Goal: Locate every line in the data below that contains the string "Requested" and copy each of those lines. Case counts.

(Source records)
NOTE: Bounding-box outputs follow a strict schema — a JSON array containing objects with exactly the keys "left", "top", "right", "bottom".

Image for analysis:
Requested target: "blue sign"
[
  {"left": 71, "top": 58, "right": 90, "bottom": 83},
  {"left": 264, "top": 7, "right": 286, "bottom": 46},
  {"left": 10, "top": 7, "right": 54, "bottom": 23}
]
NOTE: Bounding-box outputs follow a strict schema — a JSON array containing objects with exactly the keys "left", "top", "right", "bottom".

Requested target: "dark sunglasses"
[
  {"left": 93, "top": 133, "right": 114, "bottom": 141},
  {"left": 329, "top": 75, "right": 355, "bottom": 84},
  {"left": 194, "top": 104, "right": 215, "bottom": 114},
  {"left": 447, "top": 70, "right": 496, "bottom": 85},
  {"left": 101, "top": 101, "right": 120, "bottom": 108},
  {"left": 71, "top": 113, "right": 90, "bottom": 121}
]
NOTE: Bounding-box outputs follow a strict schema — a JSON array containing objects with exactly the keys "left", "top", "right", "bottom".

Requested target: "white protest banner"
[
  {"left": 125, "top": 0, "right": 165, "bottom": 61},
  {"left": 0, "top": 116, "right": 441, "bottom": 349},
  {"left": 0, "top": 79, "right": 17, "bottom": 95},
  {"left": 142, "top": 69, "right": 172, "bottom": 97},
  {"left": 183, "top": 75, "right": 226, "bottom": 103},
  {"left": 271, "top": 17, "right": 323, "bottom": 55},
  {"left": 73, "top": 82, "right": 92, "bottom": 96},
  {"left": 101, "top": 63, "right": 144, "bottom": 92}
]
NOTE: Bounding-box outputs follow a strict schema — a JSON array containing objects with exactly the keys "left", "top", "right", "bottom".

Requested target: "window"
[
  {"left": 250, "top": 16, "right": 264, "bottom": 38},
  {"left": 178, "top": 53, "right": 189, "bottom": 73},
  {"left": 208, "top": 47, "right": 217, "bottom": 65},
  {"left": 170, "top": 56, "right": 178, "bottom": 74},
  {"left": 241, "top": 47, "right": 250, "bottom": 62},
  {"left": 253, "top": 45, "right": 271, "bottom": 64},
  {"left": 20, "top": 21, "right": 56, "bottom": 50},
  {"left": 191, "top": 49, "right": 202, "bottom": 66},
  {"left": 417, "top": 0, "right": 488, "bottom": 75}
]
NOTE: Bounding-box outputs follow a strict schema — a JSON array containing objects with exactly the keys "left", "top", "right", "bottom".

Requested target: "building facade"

Complete response:
Requested target: "blue sign"
Requested target: "dark sunglasses"
Requested target: "white protest banner"
Requested target: "window"
Requested target: "building facade"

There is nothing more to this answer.